# Start of ENTRIES SHOWN

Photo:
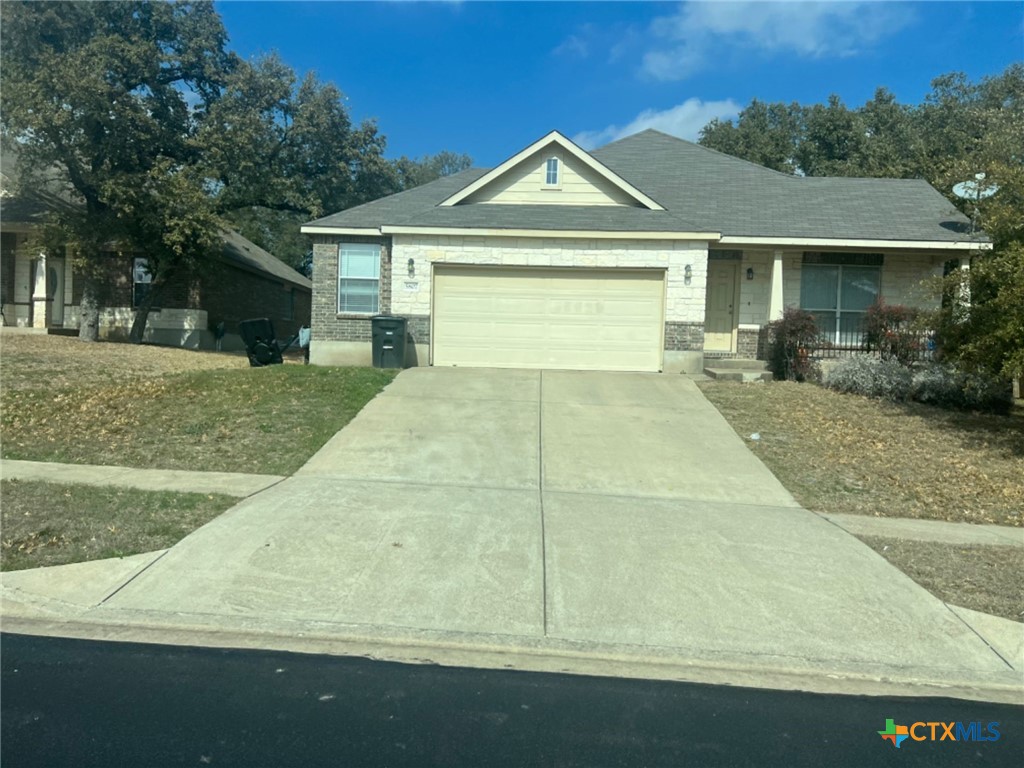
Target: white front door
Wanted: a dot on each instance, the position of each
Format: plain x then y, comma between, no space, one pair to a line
720,312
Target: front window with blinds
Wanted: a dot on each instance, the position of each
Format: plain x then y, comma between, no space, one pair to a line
141,281
358,278
551,172
838,289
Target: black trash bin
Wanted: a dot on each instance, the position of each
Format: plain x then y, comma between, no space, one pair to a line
389,341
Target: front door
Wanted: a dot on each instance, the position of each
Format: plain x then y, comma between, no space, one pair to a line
54,291
720,314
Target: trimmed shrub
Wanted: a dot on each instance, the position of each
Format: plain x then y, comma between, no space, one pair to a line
944,386
871,378
889,329
791,338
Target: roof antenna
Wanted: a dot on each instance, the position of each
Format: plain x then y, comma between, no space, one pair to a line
976,190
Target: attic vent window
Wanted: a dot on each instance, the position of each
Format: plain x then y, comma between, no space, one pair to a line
551,172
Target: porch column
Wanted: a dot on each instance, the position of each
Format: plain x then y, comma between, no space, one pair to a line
39,313
965,289
775,303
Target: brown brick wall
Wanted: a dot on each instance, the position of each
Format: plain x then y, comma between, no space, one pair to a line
235,294
681,337
328,325
226,293
8,249
748,341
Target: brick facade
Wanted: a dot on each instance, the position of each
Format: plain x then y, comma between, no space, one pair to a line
328,323
224,294
749,343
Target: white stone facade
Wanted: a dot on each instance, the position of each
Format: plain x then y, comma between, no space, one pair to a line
904,281
684,291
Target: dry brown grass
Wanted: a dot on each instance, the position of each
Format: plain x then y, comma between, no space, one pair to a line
48,523
980,578
31,360
840,453
169,409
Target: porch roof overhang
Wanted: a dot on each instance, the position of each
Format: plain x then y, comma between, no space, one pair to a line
837,244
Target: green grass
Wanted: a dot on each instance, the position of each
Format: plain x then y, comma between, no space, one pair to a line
266,420
46,523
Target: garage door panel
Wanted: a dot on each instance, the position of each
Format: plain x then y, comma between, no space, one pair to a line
544,317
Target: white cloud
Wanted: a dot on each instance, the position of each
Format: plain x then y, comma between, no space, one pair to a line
684,121
573,45
697,33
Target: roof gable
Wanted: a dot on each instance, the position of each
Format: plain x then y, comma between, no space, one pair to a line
583,180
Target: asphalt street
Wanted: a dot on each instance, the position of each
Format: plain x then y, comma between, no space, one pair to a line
74,702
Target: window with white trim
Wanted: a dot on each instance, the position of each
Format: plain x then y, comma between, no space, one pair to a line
141,281
358,278
551,172
838,289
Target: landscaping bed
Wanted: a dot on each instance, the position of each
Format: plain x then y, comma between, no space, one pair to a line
171,409
981,578
46,523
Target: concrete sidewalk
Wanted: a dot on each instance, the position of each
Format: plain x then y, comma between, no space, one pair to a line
937,531
610,523
228,483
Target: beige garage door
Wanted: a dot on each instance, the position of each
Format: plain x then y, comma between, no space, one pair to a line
587,320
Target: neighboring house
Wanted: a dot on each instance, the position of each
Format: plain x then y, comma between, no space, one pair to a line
647,254
41,290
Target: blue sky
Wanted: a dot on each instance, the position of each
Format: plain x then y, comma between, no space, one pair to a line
487,78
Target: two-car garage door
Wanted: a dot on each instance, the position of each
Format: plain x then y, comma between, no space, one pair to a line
597,320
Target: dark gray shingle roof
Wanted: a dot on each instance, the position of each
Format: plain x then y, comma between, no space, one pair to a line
243,251
702,190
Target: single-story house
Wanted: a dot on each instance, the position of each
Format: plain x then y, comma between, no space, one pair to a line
42,290
647,254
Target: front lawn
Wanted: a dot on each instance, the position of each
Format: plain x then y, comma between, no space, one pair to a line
842,453
980,578
151,408
46,523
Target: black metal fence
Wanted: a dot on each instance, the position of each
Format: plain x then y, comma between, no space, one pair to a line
913,346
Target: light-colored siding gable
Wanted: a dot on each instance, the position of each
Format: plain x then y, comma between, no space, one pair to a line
524,184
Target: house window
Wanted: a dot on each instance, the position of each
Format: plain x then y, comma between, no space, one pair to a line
141,280
838,289
358,278
551,172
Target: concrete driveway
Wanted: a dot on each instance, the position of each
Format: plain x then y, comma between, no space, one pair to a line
583,512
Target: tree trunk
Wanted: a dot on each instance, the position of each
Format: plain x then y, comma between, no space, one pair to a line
88,329
142,312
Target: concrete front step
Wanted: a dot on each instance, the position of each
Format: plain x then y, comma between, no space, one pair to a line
735,374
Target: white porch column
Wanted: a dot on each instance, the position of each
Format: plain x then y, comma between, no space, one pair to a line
965,292
38,299
775,303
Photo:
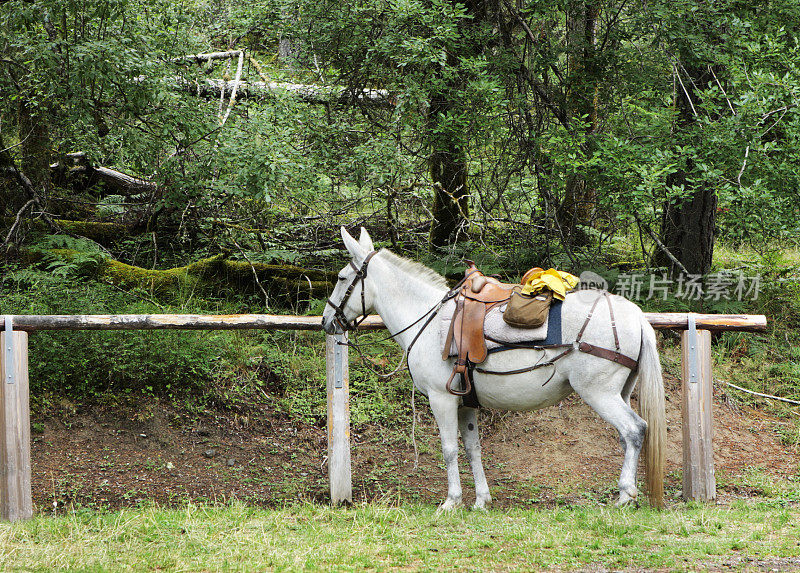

# End of ENTRIES SHOWN

__STATED EXERCISE__:
Please write out all of the lines above word for word, leaving out the pictures.

__TASK ANSWER__:
Photo:
Target: white front door
Wanted: a dot on each instance, the position of each
Format: plain x then y, comma between, no space, one pair to a line
720,312
Target: front window with blinds
Wanted: a dot on each instance, the position of each
Format: plain x then y, comma between, no space, one pair to a line
141,281
358,278
551,172
838,289
Target: black trash bin
Wanted: a dot on each instance, the position of each
Format: plain x then y, comma between, no space, one pair to a line
389,341
Target: front door
Wanted: a dot on each instance, the position of each
Format: plain x then y, comma between, no space, one pair to a line
54,291
720,314
Target: trimmed shrub
Wanted: a dot on each instance, the position of each
Format: plain x then y, comma between, no space, one pair to a line
944,386
871,378
889,329
791,338
Target: roof antenna
Wanted: a dot on each instance, the position of each
Format: plain x then y, comma between, no space, one pair to a line
976,190
Target: attic vent window
Wanted: a dot on each instance, the position of each
Format: plain x then y, comma between, no space, one pair to a line
551,172
Target: porch column
Wanted: a dot on each instance, the position of each
Format: plain x then y, comma between, no space, one pair to a line
39,313
965,289
775,303
Target: brown brick wall
Wanted: a dot on each instance, the position of each
Format: plain x then y, comma between, no space, one pair to a line
235,294
681,337
328,325
226,293
8,249
748,341
Target: brick facade
Wanted: a dot on each instance, the position of each
Format: plain x then y, comma between, no space, one pair to a line
328,323
224,294
749,343
Target: white stone facade
Wanted: a dot on each instance, the position of each
Format: plain x then y, comma between, no space, one pair to a line
904,281
684,291
Target: dry brown grass
Wanted: a dot on each instance, the position of each
Format: plain x then y, comma between, no space, one pair to a line
48,523
980,578
31,360
840,453
169,409
Target: porch roof overhang
Wanted: a dot on each instance, the position of each
Format: plain x then y, comma between, no space, one pair to a line
837,244
Target: green grass
Wanted: a dot on each instance, the position of each
Format: plain x then y, comma between, no space, one pair to a line
266,420
46,523
Target: garage door panel
Wanted: a dot on each instance, the position of each
Format: plain x then y, comma between, no space, one pair to a line
544,317
Target: white cloud
Wanted: a dot on each instance, the position of each
Format: plain x then y, comma between, no space, one pair to a line
684,121
573,45
697,33
Target: roof gable
Wanted: a dot on each instance, the position of each
Format: plain x then y, comma between, no space, one pair to a line
583,180
Target: asphalt street
Wanted: a dot on each instance, the position of each
Format: plain x then y, comma between, no space, one pair to a line
74,702
Target: window with white trim
Wanted: a dot on each instance, the position of each
Format: plain x then y, comma between, no space, one pair to a line
141,281
358,278
551,172
838,289
Target: landscaping bed
Wanted: a dot on each instance, the position of each
Format: plain x then y, comma between, no space, one pair to a line
171,409
981,578
46,523
Target: concrete sidewalk
Wanted: a dot on each instance, the position of each
Format: plain x then y, comma between, no space, one pair to a line
937,531
610,523
228,483
Target: beige garage door
Wanted: a dot on each instance, the position of each
Format: plain x then y, comma between, no space, one pair to a line
587,320
Target: neighboring house
Wanted: a dot on each instance, the position of each
Format: plain x then y, comma between, no space, one pair to a line
647,254
41,290
Target: blue sky
Wanted: a dot on each instance, the position of each
Format: plain x then y, comma between, no space, one pair to a line
487,78
Target: two-car garage door
Wanted: a dot on each instance, the position of each
Format: plain x then y, comma between, no space, one pair to a line
597,320
Target: dark gray shingle roof
Wanted: a dot on each instance, the position of each
Format: plain x then y, comma between, no space, one pair to a line
243,251
702,190
Target: single-story house
Wanted: a dot on each instance, the position of each
Format: plain x then y, comma between, no space, one pair to a line
42,290
647,254
Target: front lawn
Wanted: a dot on each instance, the position of each
Format: plain x then y, comma between, no space, one pair to a line
842,453
980,578
151,408
46,523
Target: black metal fence
Wanted: a dot on each instance, the position of each
Format: plain x then y, comma between, no space, one pair to a line
913,346
Target: light-colored siding gable
Wanted: a dot on each instance, the position of each
Format: plain x then y, comma between, no space, one pair to a line
524,184
Target: house window
Wanted: a dot on each instance, the position of each
Format: plain x then y, comma between, no space, one pair to a line
141,280
838,289
358,278
551,172
Target: concrete driveway
Wanted: a dot on each instance, the position of each
Format: plain x then y, comma between, no space, one pair to a line
583,512
Target: tree trunk
Wanted: a dot on each instance, the position of each
Format: plain x then y, comma between, no space, one pair to a line
88,329
142,312
Target: concrete front step
Wanted: a dot on each instance, the position of each
Format: plain x then y, comma between, no space, one pair to a line
735,374
Target: white porch column
Wanted: a dot on each instance, the position of each
Format: plain x then y, comma between, no space, one pair to a line
965,292
38,299
775,303
Photo:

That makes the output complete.